▸ **WHAT YOU WILL DO**:
Word for word, transcribe the data below from the line with "[point] white sneaker" to the line with "[point] white linen", keeping both of those lines.

[Dataset entries]
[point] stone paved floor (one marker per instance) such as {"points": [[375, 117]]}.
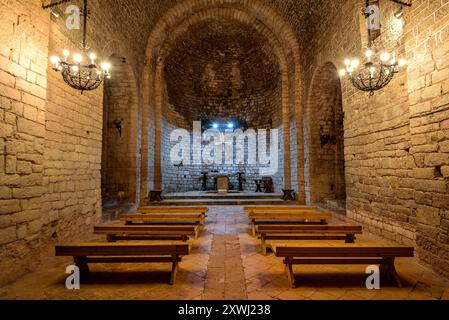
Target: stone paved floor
{"points": [[225, 263]]}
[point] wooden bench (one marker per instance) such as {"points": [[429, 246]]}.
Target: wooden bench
{"points": [[161, 209], [306, 232], [310, 217], [278, 209], [125, 252], [335, 253], [147, 232], [163, 219]]}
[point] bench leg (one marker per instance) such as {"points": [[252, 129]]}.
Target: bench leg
{"points": [[253, 229], [81, 263], [350, 238], [390, 272], [264, 244], [197, 232], [289, 269], [174, 269]]}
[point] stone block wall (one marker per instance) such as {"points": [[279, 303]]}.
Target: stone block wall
{"points": [[177, 178], [50, 136], [120, 133], [395, 155]]}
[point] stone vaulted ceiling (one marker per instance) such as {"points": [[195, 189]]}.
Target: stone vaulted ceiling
{"points": [[136, 18]]}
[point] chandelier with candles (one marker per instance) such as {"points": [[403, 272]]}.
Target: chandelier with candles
{"points": [[81, 71], [376, 70]]}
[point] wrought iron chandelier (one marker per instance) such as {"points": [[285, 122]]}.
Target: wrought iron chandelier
{"points": [[376, 71], [78, 75]]}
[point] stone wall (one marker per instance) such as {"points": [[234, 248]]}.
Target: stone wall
{"points": [[181, 178], [50, 136], [119, 166], [395, 142]]}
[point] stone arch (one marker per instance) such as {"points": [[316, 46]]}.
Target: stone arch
{"points": [[120, 167], [271, 26], [324, 137]]}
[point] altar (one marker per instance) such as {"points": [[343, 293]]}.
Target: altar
{"points": [[222, 182]]}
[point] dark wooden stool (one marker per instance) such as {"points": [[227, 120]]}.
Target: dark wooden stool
{"points": [[258, 185], [268, 184], [156, 196], [289, 195]]}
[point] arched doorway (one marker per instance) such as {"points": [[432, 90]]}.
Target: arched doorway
{"points": [[119, 172], [324, 168]]}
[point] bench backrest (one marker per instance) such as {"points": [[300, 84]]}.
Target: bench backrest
{"points": [[311, 229], [173, 210], [292, 216], [145, 229], [122, 249], [338, 250], [162, 217], [250, 209]]}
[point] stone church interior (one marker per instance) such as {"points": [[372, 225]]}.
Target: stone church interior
{"points": [[224, 149]]}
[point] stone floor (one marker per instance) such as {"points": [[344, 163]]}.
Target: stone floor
{"points": [[225, 263]]}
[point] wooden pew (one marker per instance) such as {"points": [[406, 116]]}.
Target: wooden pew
{"points": [[163, 219], [288, 218], [175, 209], [306, 232], [147, 232], [278, 209], [344, 253], [125, 252]]}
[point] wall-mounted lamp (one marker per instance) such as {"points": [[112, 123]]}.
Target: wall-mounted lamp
{"points": [[400, 13], [118, 124]]}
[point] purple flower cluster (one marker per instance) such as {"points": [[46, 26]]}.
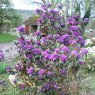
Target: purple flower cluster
{"points": [[47, 61], [1, 55], [49, 87], [21, 29]]}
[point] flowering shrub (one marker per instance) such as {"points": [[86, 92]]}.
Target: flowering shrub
{"points": [[53, 20], [45, 64], [1, 55]]}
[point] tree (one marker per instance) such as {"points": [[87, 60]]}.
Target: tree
{"points": [[5, 12]]}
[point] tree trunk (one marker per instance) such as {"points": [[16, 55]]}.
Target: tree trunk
{"points": [[1, 30]]}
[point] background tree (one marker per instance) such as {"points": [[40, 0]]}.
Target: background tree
{"points": [[8, 13]]}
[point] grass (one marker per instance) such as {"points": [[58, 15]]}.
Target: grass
{"points": [[6, 38]]}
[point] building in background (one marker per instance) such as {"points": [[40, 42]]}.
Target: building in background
{"points": [[31, 24]]}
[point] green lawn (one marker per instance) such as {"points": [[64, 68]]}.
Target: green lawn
{"points": [[6, 38]]}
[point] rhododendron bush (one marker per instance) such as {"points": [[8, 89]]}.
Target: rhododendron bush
{"points": [[46, 64]]}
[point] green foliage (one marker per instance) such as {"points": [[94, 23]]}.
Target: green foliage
{"points": [[5, 38], [2, 67]]}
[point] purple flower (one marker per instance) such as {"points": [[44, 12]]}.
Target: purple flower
{"points": [[74, 28], [50, 37], [84, 51], [75, 34], [37, 51], [44, 15], [38, 11], [49, 73], [80, 40], [29, 47], [63, 71], [81, 63], [57, 50], [21, 29], [42, 72], [74, 53], [38, 42], [63, 58], [65, 39], [62, 24], [73, 42], [54, 56], [53, 11], [65, 48], [49, 5], [1, 55], [40, 21], [19, 67], [30, 70], [29, 55], [8, 69], [86, 20], [38, 33], [22, 86], [59, 6], [44, 7]]}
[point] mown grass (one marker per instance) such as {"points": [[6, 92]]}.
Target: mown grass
{"points": [[6, 38]]}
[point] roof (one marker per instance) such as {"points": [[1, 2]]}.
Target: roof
{"points": [[31, 20]]}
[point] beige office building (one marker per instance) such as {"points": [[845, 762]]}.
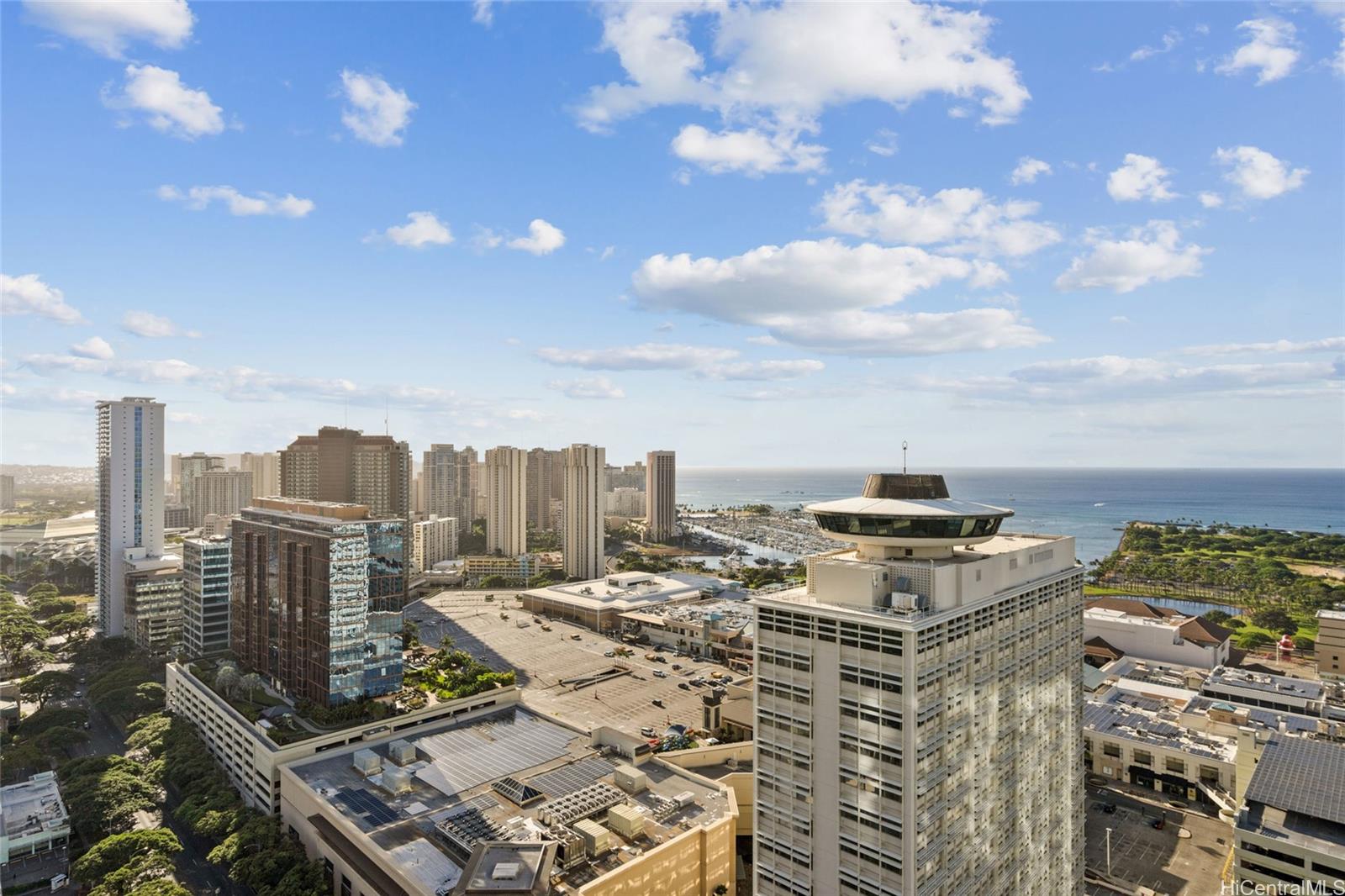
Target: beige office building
{"points": [[434, 541], [918, 717], [506, 501], [661, 494], [266, 470], [1331, 643], [222, 493], [545, 485], [346, 466], [584, 506]]}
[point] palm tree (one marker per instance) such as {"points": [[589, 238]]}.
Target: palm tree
{"points": [[252, 681]]}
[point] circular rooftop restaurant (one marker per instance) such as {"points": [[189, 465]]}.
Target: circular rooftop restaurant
{"points": [[908, 515]]}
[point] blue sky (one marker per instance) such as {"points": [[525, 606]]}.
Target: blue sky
{"points": [[1013, 235]]}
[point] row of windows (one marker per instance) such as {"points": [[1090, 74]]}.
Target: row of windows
{"points": [[878, 714]]}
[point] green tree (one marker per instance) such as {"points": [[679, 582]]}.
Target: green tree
{"points": [[113, 851], [1275, 619], [47, 685]]}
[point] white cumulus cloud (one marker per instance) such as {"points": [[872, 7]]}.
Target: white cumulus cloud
{"points": [[109, 26], [962, 219], [588, 387], [751, 151], [1028, 171], [423, 229], [833, 298], [542, 239], [93, 347], [1152, 253], [775, 69], [376, 112], [1271, 50], [29, 295], [1259, 175], [166, 103], [152, 326], [1140, 178], [264, 203]]}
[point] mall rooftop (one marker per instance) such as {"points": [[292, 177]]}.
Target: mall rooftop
{"points": [[417, 811]]}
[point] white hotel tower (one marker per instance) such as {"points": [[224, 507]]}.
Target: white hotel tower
{"points": [[131, 499], [918, 705]]}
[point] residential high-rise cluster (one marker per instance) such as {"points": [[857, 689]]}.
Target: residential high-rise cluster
{"points": [[346, 466], [316, 598], [918, 705], [131, 501]]}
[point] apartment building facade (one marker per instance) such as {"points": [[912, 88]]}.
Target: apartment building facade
{"points": [[316, 598], [919, 709]]}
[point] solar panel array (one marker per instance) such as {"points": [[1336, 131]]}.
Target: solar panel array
{"points": [[1300, 775], [367, 806], [463, 757], [573, 777], [517, 791]]}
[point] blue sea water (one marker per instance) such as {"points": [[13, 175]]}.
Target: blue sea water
{"points": [[1089, 505]]}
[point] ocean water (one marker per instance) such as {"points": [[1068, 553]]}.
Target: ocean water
{"points": [[1089, 505]]}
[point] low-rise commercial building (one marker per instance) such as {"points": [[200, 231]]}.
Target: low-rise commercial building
{"points": [[154, 602], [1147, 631], [600, 603], [1141, 741], [1331, 643], [716, 629], [34, 831], [252, 759], [508, 804], [1266, 690], [1290, 831]]}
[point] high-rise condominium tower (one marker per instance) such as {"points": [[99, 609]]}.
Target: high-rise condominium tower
{"points": [[266, 470], [919, 710], [205, 595], [190, 467], [506, 493], [584, 502], [346, 466], [661, 494], [468, 488], [219, 492], [316, 598], [439, 481], [545, 483], [131, 498]]}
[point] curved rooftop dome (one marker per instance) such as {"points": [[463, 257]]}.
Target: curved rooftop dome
{"points": [[911, 512]]}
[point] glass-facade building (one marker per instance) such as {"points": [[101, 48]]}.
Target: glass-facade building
{"points": [[205, 598], [316, 599]]}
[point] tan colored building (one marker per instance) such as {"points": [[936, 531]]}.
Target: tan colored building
{"points": [[222, 493], [1331, 643], [661, 494], [506, 501], [584, 502], [252, 761], [509, 802], [346, 466]]}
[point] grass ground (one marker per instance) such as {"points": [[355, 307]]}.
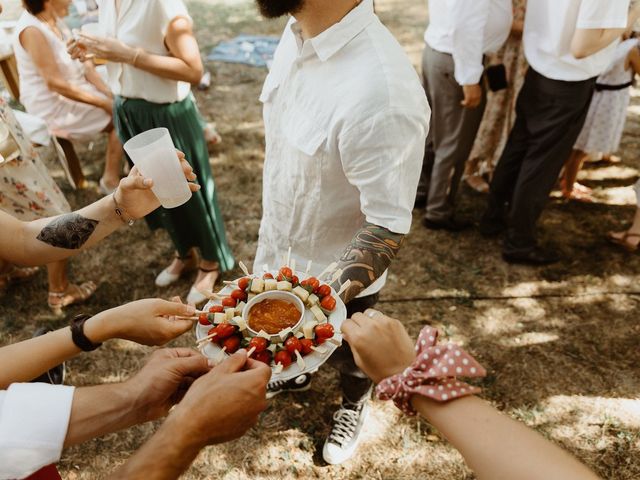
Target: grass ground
{"points": [[560, 343]]}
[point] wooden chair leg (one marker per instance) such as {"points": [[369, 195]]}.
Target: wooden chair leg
{"points": [[73, 161]]}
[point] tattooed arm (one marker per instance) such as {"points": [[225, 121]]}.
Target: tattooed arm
{"points": [[51, 239], [366, 258]]}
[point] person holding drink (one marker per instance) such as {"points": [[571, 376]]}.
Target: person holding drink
{"points": [[68, 95], [153, 58]]}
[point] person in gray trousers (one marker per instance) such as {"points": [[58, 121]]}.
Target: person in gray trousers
{"points": [[459, 34]]}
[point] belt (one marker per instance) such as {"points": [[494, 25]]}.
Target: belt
{"points": [[603, 87]]}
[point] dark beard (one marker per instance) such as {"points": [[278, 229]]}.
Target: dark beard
{"points": [[278, 8]]}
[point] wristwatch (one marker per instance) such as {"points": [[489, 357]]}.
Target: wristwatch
{"points": [[77, 334]]}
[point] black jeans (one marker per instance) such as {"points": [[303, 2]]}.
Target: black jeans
{"points": [[353, 381], [549, 117]]}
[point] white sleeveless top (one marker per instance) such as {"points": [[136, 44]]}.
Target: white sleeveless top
{"points": [[143, 24], [34, 93]]}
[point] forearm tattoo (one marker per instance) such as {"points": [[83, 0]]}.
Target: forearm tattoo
{"points": [[366, 258], [70, 231]]}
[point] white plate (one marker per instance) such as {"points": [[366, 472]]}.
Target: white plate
{"points": [[313, 361]]}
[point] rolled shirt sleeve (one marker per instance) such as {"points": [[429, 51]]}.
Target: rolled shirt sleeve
{"points": [[382, 158], [34, 418], [469, 20], [598, 14]]}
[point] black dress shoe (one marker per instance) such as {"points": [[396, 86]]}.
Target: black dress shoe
{"points": [[450, 224], [491, 229], [536, 257]]}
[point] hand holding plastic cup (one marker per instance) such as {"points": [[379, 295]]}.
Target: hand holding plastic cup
{"points": [[155, 156]]}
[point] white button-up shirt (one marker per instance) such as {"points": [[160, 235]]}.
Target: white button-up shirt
{"points": [[549, 28], [142, 24], [345, 122], [467, 29], [34, 418]]}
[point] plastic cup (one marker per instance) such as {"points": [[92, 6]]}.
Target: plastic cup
{"points": [[94, 30], [155, 156]]}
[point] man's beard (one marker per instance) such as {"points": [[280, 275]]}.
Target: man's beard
{"points": [[278, 8]]}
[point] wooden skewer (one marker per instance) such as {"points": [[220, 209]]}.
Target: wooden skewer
{"points": [[206, 339], [344, 286], [336, 275], [244, 268], [327, 270]]}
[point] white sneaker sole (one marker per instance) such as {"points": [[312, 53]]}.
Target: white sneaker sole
{"points": [[328, 456]]}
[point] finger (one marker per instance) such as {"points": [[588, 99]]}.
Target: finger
{"points": [[137, 182], [234, 363], [167, 308], [194, 365]]}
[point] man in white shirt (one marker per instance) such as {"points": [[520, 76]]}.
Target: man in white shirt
{"points": [[567, 43], [460, 32], [345, 123]]}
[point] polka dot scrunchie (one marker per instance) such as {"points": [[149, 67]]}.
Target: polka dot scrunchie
{"points": [[432, 374]]}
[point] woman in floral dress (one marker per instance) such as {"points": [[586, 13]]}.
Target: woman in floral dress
{"points": [[500, 113], [28, 192]]}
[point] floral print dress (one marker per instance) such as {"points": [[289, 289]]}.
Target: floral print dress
{"points": [[27, 191]]}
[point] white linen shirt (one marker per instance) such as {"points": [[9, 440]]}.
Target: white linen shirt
{"points": [[345, 123], [34, 418], [142, 24], [549, 29], [467, 29]]}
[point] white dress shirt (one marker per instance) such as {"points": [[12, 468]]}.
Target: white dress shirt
{"points": [[142, 24], [467, 29], [345, 123], [34, 418], [549, 29]]}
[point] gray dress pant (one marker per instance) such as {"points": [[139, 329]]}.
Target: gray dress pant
{"points": [[452, 133]]}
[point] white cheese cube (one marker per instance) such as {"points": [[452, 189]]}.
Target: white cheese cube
{"points": [[285, 333], [242, 325], [318, 314], [257, 285], [313, 300], [301, 293], [307, 329]]}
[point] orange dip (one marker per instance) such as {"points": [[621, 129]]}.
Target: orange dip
{"points": [[273, 316]]}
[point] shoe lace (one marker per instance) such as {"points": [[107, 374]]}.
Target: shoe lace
{"points": [[345, 424]]}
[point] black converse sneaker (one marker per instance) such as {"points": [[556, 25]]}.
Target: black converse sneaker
{"points": [[344, 438], [301, 383]]}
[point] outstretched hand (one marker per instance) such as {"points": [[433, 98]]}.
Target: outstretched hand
{"points": [[147, 322], [134, 193], [381, 345]]}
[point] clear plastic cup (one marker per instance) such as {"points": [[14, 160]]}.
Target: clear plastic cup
{"points": [[155, 156]]}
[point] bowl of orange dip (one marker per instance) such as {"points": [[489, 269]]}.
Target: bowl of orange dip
{"points": [[272, 312]]}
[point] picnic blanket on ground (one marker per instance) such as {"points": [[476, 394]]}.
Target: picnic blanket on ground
{"points": [[248, 49]]}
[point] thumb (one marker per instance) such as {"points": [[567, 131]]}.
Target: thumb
{"points": [[192, 366], [234, 363]]}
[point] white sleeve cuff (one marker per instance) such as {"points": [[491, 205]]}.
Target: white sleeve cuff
{"points": [[34, 418]]}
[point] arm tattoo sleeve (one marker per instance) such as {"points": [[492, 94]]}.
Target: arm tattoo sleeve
{"points": [[366, 258], [70, 231]]}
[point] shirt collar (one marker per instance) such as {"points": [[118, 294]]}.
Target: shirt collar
{"points": [[332, 40]]}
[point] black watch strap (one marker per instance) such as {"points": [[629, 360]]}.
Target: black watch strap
{"points": [[78, 336]]}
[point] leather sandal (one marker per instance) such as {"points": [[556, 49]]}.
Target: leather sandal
{"points": [[73, 294], [624, 240]]}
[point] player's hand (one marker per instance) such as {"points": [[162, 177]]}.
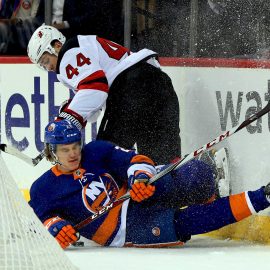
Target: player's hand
{"points": [[140, 190], [62, 231]]}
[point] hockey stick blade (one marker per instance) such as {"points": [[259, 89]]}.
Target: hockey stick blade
{"points": [[15, 152], [176, 165]]}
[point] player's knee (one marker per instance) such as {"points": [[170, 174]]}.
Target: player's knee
{"points": [[199, 180]]}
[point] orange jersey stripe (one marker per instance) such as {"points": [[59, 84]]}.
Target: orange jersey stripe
{"points": [[109, 225], [141, 159], [239, 206]]}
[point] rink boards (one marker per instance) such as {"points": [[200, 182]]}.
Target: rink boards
{"points": [[214, 94]]}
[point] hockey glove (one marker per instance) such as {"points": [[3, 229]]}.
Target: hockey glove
{"points": [[62, 231], [139, 189], [73, 117]]}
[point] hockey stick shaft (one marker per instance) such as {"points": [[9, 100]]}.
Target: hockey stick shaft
{"points": [[178, 164], [15, 152]]}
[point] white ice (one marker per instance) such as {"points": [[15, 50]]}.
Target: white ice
{"points": [[201, 253]]}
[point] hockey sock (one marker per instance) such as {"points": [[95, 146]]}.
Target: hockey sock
{"points": [[200, 219]]}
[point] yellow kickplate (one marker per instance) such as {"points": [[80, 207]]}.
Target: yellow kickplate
{"points": [[254, 228]]}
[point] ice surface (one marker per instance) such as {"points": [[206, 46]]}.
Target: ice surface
{"points": [[200, 253]]}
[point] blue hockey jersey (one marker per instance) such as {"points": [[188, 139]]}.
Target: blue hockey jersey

▸ **ANSWER SECTION**:
[point] white sneaker sole (one marker per instance) such as {"points": [[312, 53]]}.
Target: white sneaker sole
{"points": [[328, 456]]}
[point] finger (one marker per instance) such as {"points": [[588, 99]]}.
Target: finger
{"points": [[137, 182], [234, 363], [167, 308], [194, 365]]}
[point] man in white shirt (one marker per instance) such as {"points": [[520, 76]]}.
Target: man in white shirt
{"points": [[567, 43], [460, 32], [345, 123]]}
[point] polka dot scrunchie (one marker per instance) such as {"points": [[149, 67]]}.
Target: polka dot scrunchie
{"points": [[432, 374]]}
[point] woman in floral dress (one marker per instance) such as {"points": [[586, 13]]}.
Target: woman in floral dress
{"points": [[500, 113], [28, 192]]}
[point] floral print dress (one marker per instance) such as {"points": [[289, 289]]}.
Target: floral print dress
{"points": [[27, 191]]}
[point] white linen shirt (one marker per instance) such as {"points": [[9, 440]]}.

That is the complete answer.